Source information:
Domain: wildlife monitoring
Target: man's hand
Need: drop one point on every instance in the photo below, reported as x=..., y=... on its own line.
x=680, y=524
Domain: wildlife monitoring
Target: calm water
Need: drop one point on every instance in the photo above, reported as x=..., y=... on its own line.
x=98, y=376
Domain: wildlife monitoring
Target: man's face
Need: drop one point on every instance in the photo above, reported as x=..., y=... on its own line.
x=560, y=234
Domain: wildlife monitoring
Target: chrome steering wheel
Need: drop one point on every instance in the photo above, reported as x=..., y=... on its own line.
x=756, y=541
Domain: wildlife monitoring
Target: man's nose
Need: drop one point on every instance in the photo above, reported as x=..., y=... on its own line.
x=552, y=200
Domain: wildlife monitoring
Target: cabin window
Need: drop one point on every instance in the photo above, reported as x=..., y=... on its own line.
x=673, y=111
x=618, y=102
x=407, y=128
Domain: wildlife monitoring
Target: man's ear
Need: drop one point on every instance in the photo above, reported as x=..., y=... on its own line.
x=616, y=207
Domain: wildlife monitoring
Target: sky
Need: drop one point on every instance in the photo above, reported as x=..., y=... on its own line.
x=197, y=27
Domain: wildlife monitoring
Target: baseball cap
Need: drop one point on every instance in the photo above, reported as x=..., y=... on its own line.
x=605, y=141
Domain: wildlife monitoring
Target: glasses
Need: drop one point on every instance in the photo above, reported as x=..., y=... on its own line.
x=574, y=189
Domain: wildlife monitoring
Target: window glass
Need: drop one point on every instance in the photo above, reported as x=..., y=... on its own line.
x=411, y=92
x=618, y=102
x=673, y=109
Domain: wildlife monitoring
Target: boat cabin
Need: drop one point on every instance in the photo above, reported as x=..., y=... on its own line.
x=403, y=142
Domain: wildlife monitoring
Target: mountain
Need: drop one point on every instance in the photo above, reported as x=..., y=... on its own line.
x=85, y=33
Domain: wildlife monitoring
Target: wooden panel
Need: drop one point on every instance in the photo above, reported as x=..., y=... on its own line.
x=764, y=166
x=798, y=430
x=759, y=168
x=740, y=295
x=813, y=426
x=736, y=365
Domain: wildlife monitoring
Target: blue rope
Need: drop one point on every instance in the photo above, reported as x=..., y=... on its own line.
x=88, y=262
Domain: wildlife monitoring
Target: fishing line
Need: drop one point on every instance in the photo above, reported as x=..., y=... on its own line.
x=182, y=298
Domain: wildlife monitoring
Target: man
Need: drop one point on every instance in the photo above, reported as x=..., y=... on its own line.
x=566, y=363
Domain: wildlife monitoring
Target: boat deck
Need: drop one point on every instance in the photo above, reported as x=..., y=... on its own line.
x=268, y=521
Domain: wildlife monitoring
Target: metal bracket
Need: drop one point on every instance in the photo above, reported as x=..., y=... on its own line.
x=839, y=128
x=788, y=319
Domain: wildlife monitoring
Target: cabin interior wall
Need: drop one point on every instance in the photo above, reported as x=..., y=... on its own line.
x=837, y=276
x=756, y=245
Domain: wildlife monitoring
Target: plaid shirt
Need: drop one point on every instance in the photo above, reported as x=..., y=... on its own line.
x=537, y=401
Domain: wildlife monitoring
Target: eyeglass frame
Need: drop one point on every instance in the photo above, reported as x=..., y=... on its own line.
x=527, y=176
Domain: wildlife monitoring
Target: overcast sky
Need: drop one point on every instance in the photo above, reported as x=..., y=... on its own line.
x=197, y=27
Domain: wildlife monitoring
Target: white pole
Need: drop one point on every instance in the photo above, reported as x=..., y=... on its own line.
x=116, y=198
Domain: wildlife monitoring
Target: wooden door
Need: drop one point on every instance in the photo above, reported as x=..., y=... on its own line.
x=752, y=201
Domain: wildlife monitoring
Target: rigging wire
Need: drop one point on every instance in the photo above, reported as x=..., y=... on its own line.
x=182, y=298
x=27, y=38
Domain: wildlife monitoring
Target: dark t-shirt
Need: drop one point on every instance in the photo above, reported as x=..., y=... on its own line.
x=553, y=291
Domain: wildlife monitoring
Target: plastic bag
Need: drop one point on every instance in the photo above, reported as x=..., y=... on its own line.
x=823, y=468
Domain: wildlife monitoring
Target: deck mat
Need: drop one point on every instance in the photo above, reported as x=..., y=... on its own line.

Exercise directions: Transcribe only the lines from the beginning of the entries to the line with "Target: calm water", inclusive, exactly as written.

Response to this exercise:
Domain: wildlife monitoring
Target: man's hand
Need: drop one point on every instance in the photo below, reported as x=..., y=... on its own line.
x=680, y=524
Domain: wildlife monitoring
Target: calm water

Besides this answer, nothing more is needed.